§ **WRITTEN EXERCISE**:
Show in full each line below that contains the word 'single'.

§ **RECORDS PROVIDED**:

------------------------------------------------

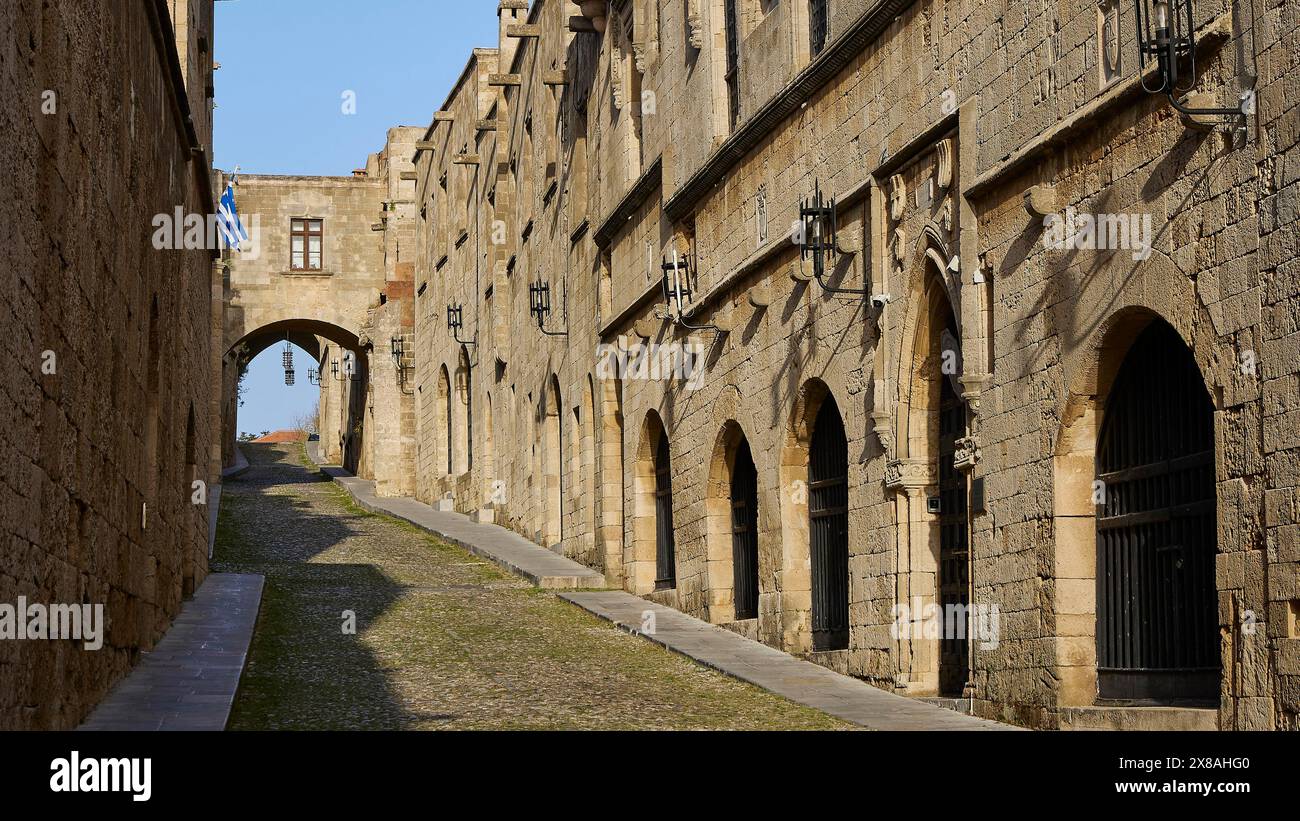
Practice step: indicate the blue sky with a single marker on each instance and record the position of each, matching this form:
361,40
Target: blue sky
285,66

------------------------------------------------

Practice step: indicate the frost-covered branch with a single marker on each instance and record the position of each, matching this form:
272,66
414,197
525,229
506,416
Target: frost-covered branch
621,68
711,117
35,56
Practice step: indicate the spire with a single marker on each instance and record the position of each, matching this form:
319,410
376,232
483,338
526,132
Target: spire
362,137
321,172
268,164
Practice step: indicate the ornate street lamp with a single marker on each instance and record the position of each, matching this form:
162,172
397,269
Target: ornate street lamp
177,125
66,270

------------------------------------------------

§ **SOLUTION FOR THIS EXERCISE**:
Practice step: indicate the blue sky with a single marker on each instance and record the position of each, matching this form:
Practice step: indicate the frost-covered branch with a single marker on each instance and record the position of each, matching this form:
Practice step: indicate the spire with a single marker on each instance and record the position of each, matching this form:
Practice step: indicate the ornate street lamp with a single marker on each instance and record the position of each, matching this form:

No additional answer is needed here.